**Activity**
The answer must repeat every record exactly, with no pictures in it.

**Supplied data**
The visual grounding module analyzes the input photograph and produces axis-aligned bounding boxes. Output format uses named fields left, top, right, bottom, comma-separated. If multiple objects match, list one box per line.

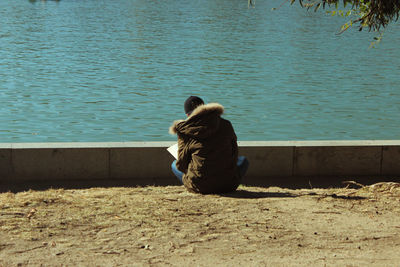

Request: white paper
left=167, top=143, right=178, bottom=159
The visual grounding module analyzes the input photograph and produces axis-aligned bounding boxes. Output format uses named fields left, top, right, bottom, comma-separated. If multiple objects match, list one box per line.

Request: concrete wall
left=1, top=141, right=400, bottom=189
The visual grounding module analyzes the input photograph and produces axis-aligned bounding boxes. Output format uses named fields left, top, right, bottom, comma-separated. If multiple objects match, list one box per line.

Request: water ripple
left=0, top=0, right=400, bottom=142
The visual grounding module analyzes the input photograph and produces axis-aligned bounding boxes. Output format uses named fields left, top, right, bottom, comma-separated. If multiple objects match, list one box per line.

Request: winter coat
left=169, top=103, right=240, bottom=194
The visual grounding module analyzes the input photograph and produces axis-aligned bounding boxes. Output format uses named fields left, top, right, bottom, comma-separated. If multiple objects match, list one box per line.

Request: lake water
left=1, top=0, right=400, bottom=142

**Response to this task**
The visual grounding module analyzes the input photograph and produces axis-aligned bounding boxes. Output format uses named fields left, top, right, bottom, comma-separated. If multiple objects match, list one box per line.


Request: white paper
left=167, top=143, right=178, bottom=159
The visual grounding module analyzes the input photograph and produces axis-aligned bounding boxes. Output format uses named fields left, top, right, bottom, comma-separated. If multiple objects match, list one box per line.

Request: concrete wall
left=1, top=141, right=400, bottom=189
The visual grounding module analyzes the input photograph and produces axis-aligned bounding boxes. Output format uses named fields left, top, right, bottom, comma-separated. If multiple objects match, list one box per line.

Request: water ripple
left=0, top=0, right=400, bottom=142
The visual grounding module analyzes the input photograph and produces axis-aligned bounding boxes. Output format uses named fields left, top, right, bottom, comma-separated. If multiple objects match, list one box per line.

Request: winter coat
left=169, top=103, right=240, bottom=194
The visual grounding module analyzes the input photograph and produces axis-aligned bounding boxes. Output format uses named fields left, top, right, bottom, comma-separated. If multiple objects match, list one box per line.

Request: lake water
left=1, top=0, right=400, bottom=142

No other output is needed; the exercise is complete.